Written task 1: List every phrase in the passage on internet reliance and memory that begins with the word "because."
Written task 2: Write out everything in the passage on internet reliance and memory from "Similar studies have" down to "independent and self-sufficient.".
Written task 3: In the passage on internet reliance and memory, why do studies of our dependence on the internet often seem to imply a negative consequence?

Extract provided:
** Start **
This phenomenon was observed even before the age of the internet when people operating in groups know that they can get some information they need from specific persons in that group (someone that may be an expert on a given field). Instead of bothering to remember said information, they just remember the person from which they can get it. This is referred to as “Transactive Memory” (PDF).

Most of us who heavily use the internet can probably come up with examples that relate to this study’s conclusions. How many times have you followed an instruction guide found on the internet to accomplish a particular task, only to let yourself forget most of what you read and did because you don’t consider it as something you need to know (because it might not be your area of expertise, for example), and more importantly, because you can find the instructions again so easily if you ever needed them again!

Similar studies have been done in recent times, trying to figure out how does our increased reliance on the internet affect how we think and behave. They often seem to imply a negative consequence of our internet dependence, probably because we wonder what would happen to us if all of this technology suddenly evaporated, and because we might generally value being independent and self-sufficient.
** End **
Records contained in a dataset
** Start **
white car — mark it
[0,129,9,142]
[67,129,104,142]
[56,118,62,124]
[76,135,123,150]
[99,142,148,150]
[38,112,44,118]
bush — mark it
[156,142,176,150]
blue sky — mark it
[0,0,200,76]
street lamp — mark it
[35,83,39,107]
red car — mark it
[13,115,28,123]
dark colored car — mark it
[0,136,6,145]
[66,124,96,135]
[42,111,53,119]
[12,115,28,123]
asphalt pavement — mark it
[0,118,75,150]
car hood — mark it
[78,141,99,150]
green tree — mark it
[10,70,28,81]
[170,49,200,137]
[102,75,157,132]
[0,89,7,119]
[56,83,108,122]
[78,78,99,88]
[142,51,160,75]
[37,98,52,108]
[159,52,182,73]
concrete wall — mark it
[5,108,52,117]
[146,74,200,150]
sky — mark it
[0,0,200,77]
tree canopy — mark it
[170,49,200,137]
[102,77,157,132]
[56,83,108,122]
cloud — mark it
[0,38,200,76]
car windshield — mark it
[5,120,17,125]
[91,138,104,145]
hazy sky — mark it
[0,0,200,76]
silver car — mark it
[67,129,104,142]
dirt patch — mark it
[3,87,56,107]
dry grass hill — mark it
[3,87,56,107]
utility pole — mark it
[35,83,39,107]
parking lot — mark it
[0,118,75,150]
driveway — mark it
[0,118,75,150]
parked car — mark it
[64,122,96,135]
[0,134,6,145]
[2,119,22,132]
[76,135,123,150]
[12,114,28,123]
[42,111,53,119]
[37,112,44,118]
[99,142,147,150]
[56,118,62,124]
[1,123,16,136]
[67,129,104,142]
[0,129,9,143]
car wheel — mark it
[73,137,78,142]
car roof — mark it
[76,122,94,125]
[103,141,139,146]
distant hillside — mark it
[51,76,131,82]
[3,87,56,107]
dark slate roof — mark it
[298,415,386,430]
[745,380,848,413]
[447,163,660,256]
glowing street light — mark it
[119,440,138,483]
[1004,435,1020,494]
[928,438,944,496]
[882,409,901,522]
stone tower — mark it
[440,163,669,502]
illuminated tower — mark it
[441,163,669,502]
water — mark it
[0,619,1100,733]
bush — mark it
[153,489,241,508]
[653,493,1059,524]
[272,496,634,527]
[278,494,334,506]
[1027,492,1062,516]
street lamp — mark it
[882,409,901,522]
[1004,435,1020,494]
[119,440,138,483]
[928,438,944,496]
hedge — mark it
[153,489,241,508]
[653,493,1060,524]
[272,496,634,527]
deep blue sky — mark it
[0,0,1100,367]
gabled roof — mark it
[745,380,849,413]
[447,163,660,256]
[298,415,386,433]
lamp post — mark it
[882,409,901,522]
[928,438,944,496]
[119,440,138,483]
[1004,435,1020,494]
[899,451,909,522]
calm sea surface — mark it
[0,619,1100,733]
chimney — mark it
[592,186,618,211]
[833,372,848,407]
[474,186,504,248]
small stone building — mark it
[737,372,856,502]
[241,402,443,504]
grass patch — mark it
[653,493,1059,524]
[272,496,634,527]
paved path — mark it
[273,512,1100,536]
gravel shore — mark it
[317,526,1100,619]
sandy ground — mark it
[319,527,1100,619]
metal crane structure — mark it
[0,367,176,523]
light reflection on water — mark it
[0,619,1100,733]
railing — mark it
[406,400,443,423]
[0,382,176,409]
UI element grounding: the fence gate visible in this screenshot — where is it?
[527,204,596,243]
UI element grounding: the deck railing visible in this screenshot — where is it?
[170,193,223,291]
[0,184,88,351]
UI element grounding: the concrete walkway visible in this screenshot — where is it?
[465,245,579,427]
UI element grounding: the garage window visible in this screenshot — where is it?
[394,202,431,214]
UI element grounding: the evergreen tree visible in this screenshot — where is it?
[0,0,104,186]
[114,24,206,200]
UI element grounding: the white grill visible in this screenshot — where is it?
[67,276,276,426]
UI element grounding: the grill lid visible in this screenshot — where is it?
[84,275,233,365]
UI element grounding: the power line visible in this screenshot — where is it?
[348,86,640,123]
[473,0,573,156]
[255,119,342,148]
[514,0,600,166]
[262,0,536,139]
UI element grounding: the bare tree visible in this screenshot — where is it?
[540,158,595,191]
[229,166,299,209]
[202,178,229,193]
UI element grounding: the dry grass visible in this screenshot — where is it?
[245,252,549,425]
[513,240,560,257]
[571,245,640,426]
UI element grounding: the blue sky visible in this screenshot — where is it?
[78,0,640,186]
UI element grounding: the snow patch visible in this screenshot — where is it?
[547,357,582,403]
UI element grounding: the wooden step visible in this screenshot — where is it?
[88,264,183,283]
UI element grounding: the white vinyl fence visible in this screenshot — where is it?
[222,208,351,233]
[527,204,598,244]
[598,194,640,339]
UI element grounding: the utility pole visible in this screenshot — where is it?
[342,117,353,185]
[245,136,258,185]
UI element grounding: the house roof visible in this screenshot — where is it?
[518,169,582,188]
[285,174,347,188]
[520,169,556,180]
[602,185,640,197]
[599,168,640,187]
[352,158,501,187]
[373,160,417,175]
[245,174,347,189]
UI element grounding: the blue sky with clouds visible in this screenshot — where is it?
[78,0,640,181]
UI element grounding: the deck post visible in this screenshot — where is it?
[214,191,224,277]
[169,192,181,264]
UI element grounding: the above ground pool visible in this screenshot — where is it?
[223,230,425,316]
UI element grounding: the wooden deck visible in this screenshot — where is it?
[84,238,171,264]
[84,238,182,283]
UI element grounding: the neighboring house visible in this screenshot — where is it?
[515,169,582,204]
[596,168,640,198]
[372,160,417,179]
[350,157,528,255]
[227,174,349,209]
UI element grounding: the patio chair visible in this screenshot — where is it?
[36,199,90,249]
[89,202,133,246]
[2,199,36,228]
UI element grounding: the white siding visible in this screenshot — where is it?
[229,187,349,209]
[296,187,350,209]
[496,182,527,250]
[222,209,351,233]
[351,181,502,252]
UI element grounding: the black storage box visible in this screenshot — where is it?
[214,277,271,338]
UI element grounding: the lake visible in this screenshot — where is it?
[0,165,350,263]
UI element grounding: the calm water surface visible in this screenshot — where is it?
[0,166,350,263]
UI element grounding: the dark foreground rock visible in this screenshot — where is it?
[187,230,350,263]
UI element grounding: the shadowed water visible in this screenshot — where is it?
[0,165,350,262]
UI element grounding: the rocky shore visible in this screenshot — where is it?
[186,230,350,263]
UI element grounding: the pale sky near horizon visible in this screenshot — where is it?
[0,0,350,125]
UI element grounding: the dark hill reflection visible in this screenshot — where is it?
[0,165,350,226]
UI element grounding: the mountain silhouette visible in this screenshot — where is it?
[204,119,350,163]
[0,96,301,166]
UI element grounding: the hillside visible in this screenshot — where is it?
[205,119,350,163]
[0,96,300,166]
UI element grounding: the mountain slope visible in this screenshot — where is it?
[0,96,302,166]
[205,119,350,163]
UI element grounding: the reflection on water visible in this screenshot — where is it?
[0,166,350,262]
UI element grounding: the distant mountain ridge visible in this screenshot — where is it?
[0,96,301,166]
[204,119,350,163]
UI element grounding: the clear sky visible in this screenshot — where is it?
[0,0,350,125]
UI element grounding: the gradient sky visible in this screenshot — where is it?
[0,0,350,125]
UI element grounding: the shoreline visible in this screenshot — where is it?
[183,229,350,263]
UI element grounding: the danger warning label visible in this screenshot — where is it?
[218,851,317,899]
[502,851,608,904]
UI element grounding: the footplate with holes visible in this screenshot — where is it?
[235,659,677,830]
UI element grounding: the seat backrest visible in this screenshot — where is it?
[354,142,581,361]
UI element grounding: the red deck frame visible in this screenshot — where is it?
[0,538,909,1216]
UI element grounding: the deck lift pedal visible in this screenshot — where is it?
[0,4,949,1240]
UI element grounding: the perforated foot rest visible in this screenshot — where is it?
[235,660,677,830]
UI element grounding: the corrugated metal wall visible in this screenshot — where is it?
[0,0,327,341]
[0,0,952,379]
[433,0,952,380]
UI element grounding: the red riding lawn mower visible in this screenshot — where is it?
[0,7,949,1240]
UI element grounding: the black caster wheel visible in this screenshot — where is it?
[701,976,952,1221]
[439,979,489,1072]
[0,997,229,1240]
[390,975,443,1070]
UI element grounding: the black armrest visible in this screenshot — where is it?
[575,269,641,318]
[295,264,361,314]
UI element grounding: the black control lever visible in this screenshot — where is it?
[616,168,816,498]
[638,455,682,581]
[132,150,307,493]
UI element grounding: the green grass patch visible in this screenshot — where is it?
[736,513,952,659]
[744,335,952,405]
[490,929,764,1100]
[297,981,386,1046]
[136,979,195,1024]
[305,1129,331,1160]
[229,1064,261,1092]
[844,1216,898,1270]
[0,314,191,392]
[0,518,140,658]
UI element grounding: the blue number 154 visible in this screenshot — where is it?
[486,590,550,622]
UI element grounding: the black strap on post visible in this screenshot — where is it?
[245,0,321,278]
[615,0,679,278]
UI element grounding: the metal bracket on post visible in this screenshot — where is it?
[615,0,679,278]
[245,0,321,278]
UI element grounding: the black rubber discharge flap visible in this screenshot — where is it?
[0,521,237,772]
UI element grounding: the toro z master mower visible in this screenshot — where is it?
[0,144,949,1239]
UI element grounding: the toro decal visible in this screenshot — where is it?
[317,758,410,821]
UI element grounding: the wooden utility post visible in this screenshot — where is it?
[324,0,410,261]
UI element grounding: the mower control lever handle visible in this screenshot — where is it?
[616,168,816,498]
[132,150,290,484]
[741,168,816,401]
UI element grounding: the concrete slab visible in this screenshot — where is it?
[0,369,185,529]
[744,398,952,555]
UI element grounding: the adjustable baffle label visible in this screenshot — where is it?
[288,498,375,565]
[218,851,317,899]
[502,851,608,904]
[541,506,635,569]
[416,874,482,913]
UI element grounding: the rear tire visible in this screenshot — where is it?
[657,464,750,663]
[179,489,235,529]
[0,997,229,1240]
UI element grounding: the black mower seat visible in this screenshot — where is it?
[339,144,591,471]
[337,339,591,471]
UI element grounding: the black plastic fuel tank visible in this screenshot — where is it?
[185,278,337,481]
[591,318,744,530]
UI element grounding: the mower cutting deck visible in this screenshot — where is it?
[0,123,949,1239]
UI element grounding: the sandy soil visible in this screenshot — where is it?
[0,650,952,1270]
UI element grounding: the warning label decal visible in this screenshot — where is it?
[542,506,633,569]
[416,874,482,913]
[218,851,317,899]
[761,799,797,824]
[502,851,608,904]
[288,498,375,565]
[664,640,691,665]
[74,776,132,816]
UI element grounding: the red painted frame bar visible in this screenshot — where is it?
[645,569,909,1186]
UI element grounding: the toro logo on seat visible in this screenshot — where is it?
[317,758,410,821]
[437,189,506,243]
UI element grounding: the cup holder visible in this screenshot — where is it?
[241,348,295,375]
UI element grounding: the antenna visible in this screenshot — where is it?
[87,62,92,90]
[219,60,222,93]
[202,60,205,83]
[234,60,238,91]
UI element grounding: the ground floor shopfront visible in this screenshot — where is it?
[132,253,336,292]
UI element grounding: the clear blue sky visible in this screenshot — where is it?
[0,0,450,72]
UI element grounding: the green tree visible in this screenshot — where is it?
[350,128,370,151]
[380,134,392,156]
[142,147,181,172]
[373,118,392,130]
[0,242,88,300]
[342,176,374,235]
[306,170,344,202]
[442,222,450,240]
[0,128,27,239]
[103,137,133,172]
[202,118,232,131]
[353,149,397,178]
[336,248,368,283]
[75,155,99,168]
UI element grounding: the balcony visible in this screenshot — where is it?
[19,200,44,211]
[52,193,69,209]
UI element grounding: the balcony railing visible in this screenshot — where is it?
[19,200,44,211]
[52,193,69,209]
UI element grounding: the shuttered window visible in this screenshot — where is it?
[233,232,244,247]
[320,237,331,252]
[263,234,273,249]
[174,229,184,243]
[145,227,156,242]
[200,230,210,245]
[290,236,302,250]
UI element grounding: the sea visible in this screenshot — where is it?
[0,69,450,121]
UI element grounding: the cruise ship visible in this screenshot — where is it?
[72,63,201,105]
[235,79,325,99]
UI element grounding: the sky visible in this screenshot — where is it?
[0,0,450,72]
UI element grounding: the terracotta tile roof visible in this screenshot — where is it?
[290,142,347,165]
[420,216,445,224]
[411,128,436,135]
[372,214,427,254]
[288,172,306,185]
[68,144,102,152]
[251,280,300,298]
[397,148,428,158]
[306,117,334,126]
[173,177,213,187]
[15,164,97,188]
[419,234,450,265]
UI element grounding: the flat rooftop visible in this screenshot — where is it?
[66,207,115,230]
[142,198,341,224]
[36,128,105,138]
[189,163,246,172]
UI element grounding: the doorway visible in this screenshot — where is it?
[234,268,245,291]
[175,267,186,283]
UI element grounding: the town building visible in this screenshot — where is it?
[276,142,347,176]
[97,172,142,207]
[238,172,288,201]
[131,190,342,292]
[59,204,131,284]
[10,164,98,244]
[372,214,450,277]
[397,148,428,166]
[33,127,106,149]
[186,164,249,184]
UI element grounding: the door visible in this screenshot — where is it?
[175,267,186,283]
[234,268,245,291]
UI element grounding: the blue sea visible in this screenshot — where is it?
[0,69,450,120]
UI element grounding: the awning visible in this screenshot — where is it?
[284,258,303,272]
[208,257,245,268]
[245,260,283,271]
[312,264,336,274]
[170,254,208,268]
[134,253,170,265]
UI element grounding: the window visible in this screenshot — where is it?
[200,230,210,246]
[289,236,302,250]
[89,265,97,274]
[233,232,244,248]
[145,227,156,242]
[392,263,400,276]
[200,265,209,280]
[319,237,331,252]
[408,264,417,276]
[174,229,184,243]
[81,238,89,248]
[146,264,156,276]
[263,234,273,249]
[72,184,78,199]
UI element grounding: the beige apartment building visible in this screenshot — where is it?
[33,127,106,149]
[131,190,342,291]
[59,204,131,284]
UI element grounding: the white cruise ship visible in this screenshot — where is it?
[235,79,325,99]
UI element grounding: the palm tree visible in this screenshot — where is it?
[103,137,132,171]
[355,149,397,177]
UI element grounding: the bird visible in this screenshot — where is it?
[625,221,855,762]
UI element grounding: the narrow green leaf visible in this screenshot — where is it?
** End **
Written solution 1:
- because you don't consider it as something you need to know
- because it might not be your area of expertise, for example
- because you can find the instructions again so easily if you ever needed them again
- because we wonder what would happen to us if all of this technology suddenly evaporated
- because we might generally value being independent and self-sufficient

Written solution 2:
Similar studies have been done in recent times, trying to figure out how does our increased reliance on the internet affect how we think and behave. They often seem to imply a negative consequence of our internet dependence, probably because we wonder what would happen to us if all of this technology suddenly evaporated, and because we might generally value being independent and self-sufficient.

Written solution 3: The text says this is probably because we wonder what would happen to us if all of this technology suddenly evaporated. It also says we might generally value being independent and self-sufficient.